TASK OBJECTIVE: Locate, in the data below, the line that contains "Target: cauliflower sabzi" and the line that contains "of the chopped"; reproduce exactly those two lines and every line between them, nothing more.

EXERCISE DATA:
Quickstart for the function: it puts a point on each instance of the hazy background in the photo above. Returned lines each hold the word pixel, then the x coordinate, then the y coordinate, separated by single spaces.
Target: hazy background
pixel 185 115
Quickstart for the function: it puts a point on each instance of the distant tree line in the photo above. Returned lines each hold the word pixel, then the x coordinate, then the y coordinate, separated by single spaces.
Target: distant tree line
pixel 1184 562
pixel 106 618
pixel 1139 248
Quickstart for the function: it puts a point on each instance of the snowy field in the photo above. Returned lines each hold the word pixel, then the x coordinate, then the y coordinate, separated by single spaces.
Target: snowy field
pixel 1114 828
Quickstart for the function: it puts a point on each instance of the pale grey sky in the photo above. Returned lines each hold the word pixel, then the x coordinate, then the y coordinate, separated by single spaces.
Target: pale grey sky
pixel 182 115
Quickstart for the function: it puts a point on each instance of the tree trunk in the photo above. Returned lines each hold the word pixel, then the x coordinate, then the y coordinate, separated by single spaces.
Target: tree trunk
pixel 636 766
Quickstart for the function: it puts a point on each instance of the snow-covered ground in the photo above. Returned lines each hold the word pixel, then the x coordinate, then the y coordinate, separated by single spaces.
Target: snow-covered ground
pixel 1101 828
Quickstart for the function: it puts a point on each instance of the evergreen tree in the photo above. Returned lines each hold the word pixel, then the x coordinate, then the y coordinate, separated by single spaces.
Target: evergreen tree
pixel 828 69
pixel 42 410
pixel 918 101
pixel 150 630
---
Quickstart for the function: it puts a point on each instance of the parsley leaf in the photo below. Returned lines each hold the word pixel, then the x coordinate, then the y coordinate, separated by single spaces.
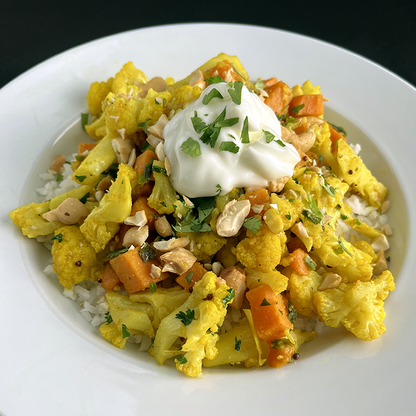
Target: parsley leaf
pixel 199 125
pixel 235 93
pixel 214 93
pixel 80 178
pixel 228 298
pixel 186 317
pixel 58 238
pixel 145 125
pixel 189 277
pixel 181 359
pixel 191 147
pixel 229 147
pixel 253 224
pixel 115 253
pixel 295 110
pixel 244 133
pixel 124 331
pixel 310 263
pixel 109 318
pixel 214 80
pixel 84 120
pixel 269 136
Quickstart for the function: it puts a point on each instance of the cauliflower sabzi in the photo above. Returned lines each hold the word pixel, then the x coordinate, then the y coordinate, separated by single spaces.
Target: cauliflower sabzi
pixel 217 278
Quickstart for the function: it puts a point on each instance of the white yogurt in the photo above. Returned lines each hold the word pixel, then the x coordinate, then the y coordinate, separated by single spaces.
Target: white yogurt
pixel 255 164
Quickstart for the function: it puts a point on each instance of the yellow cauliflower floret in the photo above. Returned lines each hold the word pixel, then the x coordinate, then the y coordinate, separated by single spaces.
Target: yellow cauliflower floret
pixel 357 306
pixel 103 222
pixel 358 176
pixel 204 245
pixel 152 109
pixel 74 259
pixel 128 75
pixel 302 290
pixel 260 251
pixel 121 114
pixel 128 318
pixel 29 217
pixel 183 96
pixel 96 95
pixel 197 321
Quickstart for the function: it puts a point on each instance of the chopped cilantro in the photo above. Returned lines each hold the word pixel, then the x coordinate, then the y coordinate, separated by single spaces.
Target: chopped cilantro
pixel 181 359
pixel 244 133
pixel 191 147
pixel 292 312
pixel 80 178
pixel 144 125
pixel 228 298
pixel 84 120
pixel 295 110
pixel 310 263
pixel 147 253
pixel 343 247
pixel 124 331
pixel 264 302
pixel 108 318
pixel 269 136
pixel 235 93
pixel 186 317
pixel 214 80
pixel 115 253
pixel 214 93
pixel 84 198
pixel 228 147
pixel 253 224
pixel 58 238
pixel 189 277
...
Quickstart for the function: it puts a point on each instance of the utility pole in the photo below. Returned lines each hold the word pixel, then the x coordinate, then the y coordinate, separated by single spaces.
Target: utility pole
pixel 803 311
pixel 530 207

TASK OUTPUT:
Target: cauliflower sabzi
pixel 217 278
Quickstart for the function: it puts a point on each instance of the white yogurt in the photo above. Returned lines each hold the word pixel, then the x coordinate, then the y coordinate, separated by single spaces.
Target: white yogurt
pixel 255 164
Quickstart for the function: it puts a point on each instance of the yellow cauliflower floret in the photo above. Returned lines each hold the word pixel, then the x coordinate, then the y coordinate, separated by single spaces.
Target: yellow cauliflower floret
pixel 357 306
pixel 103 222
pixel 358 176
pixel 204 245
pixel 152 109
pixel 74 259
pixel 128 75
pixel 302 290
pixel 260 251
pixel 121 114
pixel 128 318
pixel 29 217
pixel 183 96
pixel 96 95
pixel 197 321
Quickstart for the function: it puts a point on each instance of the chopped cilantro in the photo above. Returned lines each hold the word pixel, then the x coordinate, then the y coordinate, separated by single spaces.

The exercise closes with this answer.